___ DOCUMENT PASSAGE ___
These “ice house” lessons became the basis for the Ewing Marion Kauffman Foundation’s Ice House Entrepreneurship Program, upon which the course is built.

Welch attended a three-day facilitator training program last month, which was sponsored and organized by the Entrepreneurial Learning Initiative in partnership with Hillsborough Community College (HCC) and the Entrepreneur Collaborative Center, a partner of HCC. Welch's attendance was supported by members of the Academy of Senior Professionals (ASPEC) at Eckerd College.

ASPEC member Ernie Mahaffey, who leads an entrepreneurial group within ASPEC working with the Urban League, the City of St. Petersburg, and other organizations and who also founded the Center for Business Education, Innovation, and Development in northern Illinois, said in a phone interview that Eckerd College's entrepreneurial programs will strengthen ASPEC's work in the community.

"It's the small companies that create new jobs a few at a time," Mahaffey said in a phone interview.


Still, Mahaffey noted that entrepreneurship should not be seen as a "quick fix" to social and economic problems.

"Entrepreneurial ideas take time to develop -- it's done one foot in front of the other," Mahaffey said.

Hamilton said the program is a good fit for Eckerd. "We create students who want to make a difference. Now we have a way to show people how to make change happen, " Hamilton explained. 

Hamilton also noted that insider understanding of business and government systems can be very helpful in finding innovative ways to effect change. "PEL students often come to Eckerd with that kind of understanding," he said. 

Everyone an entrepreneur


“In today’s world,” Welch reflected in an interview, “everyone has to be, in some sense, an entrepreneur.”

He explained that, while in past decades employees might reasonably have expected to stay with the same company for an entire career, today’s shifting labor market has pushed many to continually reinvent themselves across multiple positions at multiple organizations.

Similarly, more businesses have begun to think in an entrepreneurial way, looking at creative, community-focused ways of solving problems.
___
• _HOW TO COMPLETE THIS TASK_: Copy the passage about Eckerd College's entrepreneurship course word for word, from "He explained that, while" to "of solving problems.".
___ SOURCE DATA ___
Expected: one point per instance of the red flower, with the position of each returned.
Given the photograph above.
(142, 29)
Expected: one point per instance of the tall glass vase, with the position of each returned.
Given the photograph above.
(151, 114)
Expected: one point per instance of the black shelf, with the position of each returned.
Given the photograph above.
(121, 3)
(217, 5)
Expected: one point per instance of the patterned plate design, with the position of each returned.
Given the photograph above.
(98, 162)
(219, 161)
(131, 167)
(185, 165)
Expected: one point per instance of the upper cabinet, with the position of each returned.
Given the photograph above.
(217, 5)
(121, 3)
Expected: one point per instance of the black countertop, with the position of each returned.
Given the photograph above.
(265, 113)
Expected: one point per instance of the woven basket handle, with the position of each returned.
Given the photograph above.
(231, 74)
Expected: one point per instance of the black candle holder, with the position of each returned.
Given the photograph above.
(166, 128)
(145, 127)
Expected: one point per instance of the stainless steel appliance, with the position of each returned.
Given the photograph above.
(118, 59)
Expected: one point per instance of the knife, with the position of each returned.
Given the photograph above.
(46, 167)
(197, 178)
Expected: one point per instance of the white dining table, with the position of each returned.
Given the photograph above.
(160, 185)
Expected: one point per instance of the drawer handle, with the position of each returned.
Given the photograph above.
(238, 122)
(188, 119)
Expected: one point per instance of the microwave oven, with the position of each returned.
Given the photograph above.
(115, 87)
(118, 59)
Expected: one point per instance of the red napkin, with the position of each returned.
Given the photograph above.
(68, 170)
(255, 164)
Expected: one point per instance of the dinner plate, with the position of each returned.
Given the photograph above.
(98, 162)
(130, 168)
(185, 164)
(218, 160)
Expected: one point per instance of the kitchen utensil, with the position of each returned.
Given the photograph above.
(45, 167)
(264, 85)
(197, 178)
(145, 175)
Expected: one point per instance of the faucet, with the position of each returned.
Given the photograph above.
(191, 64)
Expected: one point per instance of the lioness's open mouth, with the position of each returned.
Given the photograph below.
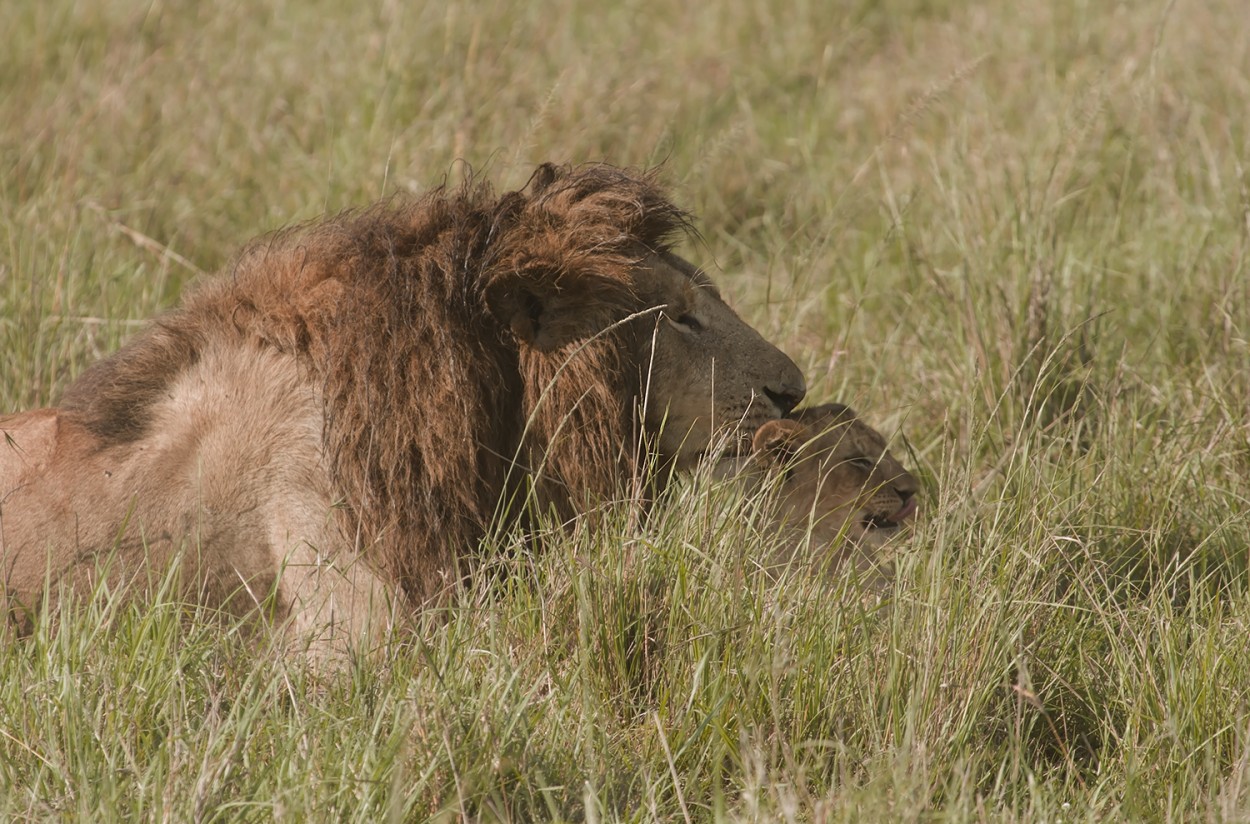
(879, 523)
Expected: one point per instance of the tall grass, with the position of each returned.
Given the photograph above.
(1015, 234)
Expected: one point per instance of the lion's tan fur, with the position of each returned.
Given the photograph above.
(834, 488)
(341, 414)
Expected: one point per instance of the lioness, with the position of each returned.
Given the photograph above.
(336, 419)
(830, 474)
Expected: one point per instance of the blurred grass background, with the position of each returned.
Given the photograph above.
(1014, 234)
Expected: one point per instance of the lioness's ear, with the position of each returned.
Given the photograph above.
(778, 440)
(550, 313)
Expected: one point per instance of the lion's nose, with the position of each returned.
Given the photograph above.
(785, 395)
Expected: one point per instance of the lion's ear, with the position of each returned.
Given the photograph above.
(778, 440)
(549, 314)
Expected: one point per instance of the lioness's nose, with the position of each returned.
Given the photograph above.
(785, 394)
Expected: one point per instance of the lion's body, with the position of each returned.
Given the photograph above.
(340, 415)
(835, 488)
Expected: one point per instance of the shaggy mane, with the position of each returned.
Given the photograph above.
(430, 405)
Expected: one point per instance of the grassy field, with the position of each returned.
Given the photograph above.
(1013, 234)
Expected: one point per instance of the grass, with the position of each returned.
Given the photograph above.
(1015, 234)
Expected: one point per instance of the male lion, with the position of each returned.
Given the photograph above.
(336, 419)
(833, 477)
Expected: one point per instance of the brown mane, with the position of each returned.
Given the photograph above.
(391, 313)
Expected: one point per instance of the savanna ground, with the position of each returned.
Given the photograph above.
(1013, 234)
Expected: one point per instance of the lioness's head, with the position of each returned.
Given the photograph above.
(593, 278)
(836, 475)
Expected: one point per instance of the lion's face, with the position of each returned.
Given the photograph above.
(838, 477)
(705, 371)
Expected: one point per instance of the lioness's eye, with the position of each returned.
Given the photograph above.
(689, 321)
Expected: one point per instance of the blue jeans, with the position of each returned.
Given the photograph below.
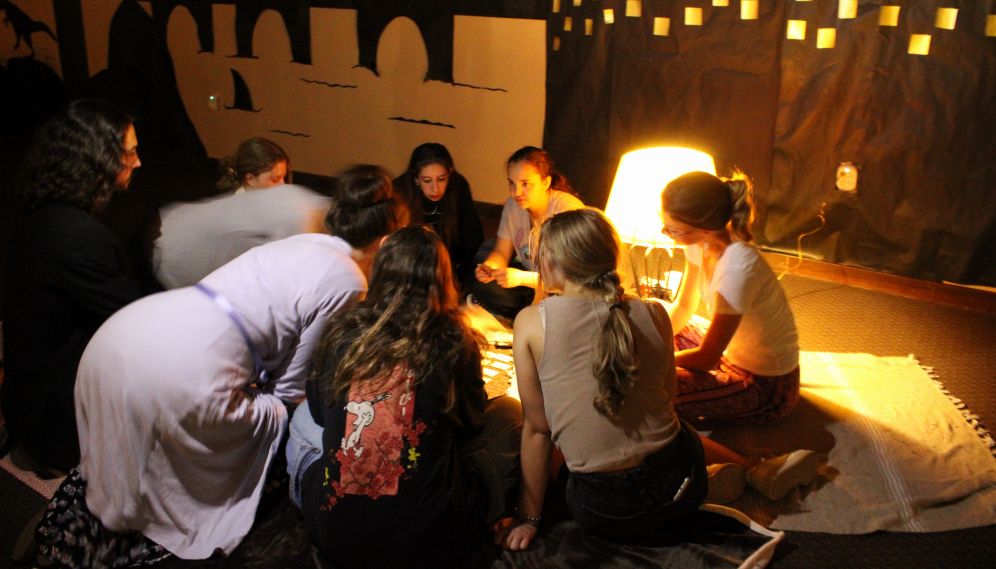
(304, 447)
(493, 454)
(635, 503)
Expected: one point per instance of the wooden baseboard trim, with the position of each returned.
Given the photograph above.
(941, 293)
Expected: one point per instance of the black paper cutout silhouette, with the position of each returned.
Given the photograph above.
(421, 121)
(23, 25)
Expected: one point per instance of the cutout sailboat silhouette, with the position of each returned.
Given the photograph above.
(243, 100)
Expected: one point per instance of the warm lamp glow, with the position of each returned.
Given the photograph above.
(636, 191)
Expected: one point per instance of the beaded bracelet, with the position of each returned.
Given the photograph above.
(529, 520)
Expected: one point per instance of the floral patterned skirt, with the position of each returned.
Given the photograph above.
(70, 536)
(730, 393)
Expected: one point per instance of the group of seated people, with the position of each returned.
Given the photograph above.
(345, 345)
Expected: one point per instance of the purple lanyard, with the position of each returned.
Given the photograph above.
(233, 314)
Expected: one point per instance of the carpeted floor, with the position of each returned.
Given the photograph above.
(957, 343)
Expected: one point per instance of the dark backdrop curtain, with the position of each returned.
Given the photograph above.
(922, 129)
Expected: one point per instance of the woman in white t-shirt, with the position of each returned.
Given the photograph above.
(537, 192)
(744, 368)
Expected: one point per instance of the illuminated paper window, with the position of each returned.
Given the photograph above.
(826, 38)
(889, 16)
(946, 18)
(847, 9)
(796, 30)
(662, 26)
(919, 44)
(693, 16)
(748, 9)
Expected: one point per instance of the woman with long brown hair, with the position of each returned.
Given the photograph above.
(502, 284)
(744, 366)
(439, 197)
(398, 459)
(596, 376)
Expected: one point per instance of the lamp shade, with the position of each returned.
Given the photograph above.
(636, 192)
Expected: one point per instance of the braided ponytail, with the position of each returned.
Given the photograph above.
(615, 360)
(706, 202)
(742, 200)
(584, 247)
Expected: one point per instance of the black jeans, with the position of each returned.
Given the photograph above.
(631, 504)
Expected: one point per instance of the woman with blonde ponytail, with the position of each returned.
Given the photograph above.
(744, 367)
(595, 370)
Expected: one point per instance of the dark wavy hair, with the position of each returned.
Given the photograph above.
(365, 206)
(254, 156)
(75, 157)
(426, 155)
(410, 318)
(539, 159)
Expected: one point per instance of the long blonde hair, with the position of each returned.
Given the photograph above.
(584, 247)
(706, 202)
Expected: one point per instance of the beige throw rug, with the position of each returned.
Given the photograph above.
(46, 488)
(900, 454)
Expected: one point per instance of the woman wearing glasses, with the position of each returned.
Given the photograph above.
(743, 368)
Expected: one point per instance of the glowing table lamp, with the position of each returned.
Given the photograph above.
(636, 198)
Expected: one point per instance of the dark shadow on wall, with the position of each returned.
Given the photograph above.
(919, 127)
(140, 77)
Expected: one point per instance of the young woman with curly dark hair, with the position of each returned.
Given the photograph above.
___
• _EXERCISE OUTPUT_:
He explained that, while in past decades employees might reasonably have expected to stay with the same company for an entire career, today’s shifting labor market has pushed many to continually reinvent themselves across multiple positions at multiple organizations.

Similarly, more businesses have begun to think in an entrepreneurial way, looking at creative, community-focused ways of solving problems.